REQUIRED ACTION
Exactly as written, reproduce all of the entries.

Segment Open

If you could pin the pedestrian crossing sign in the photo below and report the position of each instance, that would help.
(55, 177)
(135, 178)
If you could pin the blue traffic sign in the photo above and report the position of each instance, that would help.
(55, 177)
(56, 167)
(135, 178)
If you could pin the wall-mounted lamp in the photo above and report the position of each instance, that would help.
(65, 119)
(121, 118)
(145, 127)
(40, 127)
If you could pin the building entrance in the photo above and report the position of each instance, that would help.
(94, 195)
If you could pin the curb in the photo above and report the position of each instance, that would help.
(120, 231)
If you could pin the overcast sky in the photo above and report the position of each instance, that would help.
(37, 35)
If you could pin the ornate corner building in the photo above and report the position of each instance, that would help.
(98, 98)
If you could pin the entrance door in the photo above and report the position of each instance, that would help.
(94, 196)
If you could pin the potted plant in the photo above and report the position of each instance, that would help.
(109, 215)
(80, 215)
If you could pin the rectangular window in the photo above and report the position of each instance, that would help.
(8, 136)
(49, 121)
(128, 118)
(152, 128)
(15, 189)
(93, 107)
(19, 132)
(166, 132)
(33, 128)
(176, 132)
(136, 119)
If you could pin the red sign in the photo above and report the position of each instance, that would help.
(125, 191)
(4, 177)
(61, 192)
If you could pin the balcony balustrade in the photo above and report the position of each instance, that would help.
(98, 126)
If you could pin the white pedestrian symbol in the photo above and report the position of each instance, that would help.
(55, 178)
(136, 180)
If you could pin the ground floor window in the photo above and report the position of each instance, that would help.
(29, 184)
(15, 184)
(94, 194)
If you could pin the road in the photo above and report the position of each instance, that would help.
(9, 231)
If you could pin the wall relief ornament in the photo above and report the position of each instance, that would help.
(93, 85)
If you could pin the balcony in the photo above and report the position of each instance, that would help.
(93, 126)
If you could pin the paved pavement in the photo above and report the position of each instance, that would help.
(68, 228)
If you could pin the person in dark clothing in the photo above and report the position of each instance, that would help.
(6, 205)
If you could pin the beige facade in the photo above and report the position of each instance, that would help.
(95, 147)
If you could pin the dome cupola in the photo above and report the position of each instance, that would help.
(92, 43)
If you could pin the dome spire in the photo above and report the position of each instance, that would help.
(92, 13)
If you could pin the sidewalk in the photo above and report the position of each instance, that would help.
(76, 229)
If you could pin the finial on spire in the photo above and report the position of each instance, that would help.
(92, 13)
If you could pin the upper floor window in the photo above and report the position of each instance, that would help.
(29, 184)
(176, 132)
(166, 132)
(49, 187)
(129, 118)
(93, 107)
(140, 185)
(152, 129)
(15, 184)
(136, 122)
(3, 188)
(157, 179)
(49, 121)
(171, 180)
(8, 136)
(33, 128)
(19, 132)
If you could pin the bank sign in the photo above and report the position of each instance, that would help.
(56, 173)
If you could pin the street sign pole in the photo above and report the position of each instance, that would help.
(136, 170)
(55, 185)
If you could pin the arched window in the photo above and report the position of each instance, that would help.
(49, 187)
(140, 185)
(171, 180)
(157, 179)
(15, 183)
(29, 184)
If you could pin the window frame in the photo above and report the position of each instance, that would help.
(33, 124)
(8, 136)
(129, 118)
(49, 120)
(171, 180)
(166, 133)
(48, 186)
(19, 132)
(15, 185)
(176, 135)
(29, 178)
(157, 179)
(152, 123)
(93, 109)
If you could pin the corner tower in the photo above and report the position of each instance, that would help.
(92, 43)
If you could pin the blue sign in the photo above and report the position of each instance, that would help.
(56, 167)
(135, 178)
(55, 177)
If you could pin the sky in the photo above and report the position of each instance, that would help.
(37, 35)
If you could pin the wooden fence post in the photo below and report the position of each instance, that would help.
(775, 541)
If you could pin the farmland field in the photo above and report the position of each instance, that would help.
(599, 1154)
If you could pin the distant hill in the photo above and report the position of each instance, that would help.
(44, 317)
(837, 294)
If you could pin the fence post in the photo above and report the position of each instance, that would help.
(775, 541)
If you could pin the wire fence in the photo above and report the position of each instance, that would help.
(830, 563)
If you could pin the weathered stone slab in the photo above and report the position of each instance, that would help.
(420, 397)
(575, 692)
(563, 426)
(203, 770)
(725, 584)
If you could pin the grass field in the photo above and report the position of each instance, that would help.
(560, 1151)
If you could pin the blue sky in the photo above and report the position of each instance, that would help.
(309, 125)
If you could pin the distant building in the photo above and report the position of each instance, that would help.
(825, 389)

Segment Closed

RESPONSE
If you could pin the pedestrian crossing sign in the photo below and report the position of each instance, that would help.
(55, 177)
(135, 178)
If you could pin the blue traffic sign in the photo above and report the position of each instance, that would help.
(55, 177)
(56, 167)
(135, 178)
If you could pin the wall-mounted lamp in the photo above and report the position of each instance, that would help.
(65, 119)
(121, 118)
(145, 127)
(40, 127)
If you could pin the building entrance in the photo above and report the position of each instance, that would help.
(94, 195)
If you could pin the curb in the photo above and report the position of each instance, that would help.
(120, 231)
If you could pin the overcast sky in the photo above and report the position of each instance, that would help.
(37, 35)
If you could pin the ornate corner building in the photo above and report the position of each instance, that would help.
(98, 98)
If you could pin the entrance door in the photo above and report the position of each instance, that would help.
(94, 196)
If you could pin the potted plant in the photo above and report the position of each instance, that would help.
(109, 215)
(80, 215)
If you could pin the rectangular window in the photo above and report the position of each instance, that would help.
(8, 136)
(49, 121)
(128, 118)
(152, 128)
(15, 189)
(93, 107)
(19, 132)
(166, 132)
(33, 128)
(176, 132)
(136, 119)
If you could pin the red sign in the photo above and report the position of each instance, that would help.
(125, 191)
(4, 177)
(61, 192)
If you could pin the balcony balustrade in the photo above and report the position of each instance, that would help.
(98, 126)
If you could pin the white pedestrian symbol in the photo above and report the position of each instance, that would help.
(55, 178)
(136, 180)
If you could pin the ground floor window in the photo above and report the position of each instance, that would help.
(29, 184)
(15, 184)
(94, 194)
If you could pin the road in the photo above and report the position of each instance, that would help.
(9, 231)
If you could pin the wall relief ornament in the photo above and report the position of each instance, that would help.
(93, 85)
If you could pin the balcony in the photo above and report the position of each instance, that would help.
(93, 126)
If you could pin the paved pavement in the photo above and report the position of each instance, that would help.
(68, 228)
If you could pin the person in dark clothing in the photo above and report the position of each instance, that would help.
(6, 205)
If you could pin the beige facade in the photo above and report the position of each instance, that would help.
(95, 147)
If you could pin the dome cupola in the photo above and report the position of each instance, that would help.
(92, 43)
If you could pin the dome spire in the photo above and report the position of each instance, that would help.
(92, 13)
If you could pin the sidewalk in the photo above and report the position of each instance, that would help.
(76, 229)
If you could pin the finial on spire in the photo above and report the position of each instance, that would help.
(92, 13)
If you could pin the upper floor window in the photo above and report the position of each instance, that would help.
(29, 184)
(176, 132)
(166, 132)
(49, 187)
(129, 118)
(93, 107)
(140, 185)
(152, 129)
(15, 184)
(136, 122)
(3, 188)
(157, 179)
(49, 121)
(171, 180)
(8, 136)
(33, 128)
(19, 132)
If you could pin the bank sign in the photo above and report the position of each instance, that would help.
(56, 173)
If you could pin the street sign pole in the photo above and report the position of each instance, that would help.
(136, 170)
(55, 185)
If you could pin the arched window in the photo above and report the position of each instance, that would help.
(49, 187)
(140, 185)
(171, 180)
(157, 179)
(15, 183)
(29, 184)
If you could pin the window frame in the photo above and report the position of each instance, that would help.
(33, 124)
(8, 136)
(129, 118)
(49, 120)
(171, 180)
(166, 133)
(48, 186)
(19, 132)
(15, 185)
(176, 135)
(29, 178)
(157, 179)
(152, 123)
(93, 109)
If you could pin the corner tower in the photo above and report the position of each instance, that would help.
(92, 43)
If you could pin the blue sign in the photo above and report the position of each instance, that would help.
(56, 167)
(135, 178)
(55, 177)
If you could pin the sky in the photo above and report the position of each instance, that would help.
(37, 35)
If you could pin the wooden fence post in the photo below and report the position of each instance, that would help.
(775, 541)
If you could pin the farmland field in the photo above and report the position of each instance, that would help.
(599, 1154)
If you could pin the distant hill in the photo above and report the position of each instance, that would help.
(44, 317)
(837, 294)
If you could pin the fence post in the photo above and report the position of each instance, that would help.
(775, 541)
If you could pin the wire fence in the photo above and report the position of each instance, that would help.
(830, 563)
If you could pin the weathered stone slab in the photo above and report the position of each instance, that would help.
(420, 397)
(575, 692)
(563, 426)
(203, 770)
(725, 584)
If you could pin the grass field in the photo above and report the position of each instance, that would help.
(560, 1151)
If you could pin the blue sky in the photo above and report the position of each instance, that would help.
(309, 125)
If you could pin the distant building in the photo above and report the position of each instance, that would help.
(825, 389)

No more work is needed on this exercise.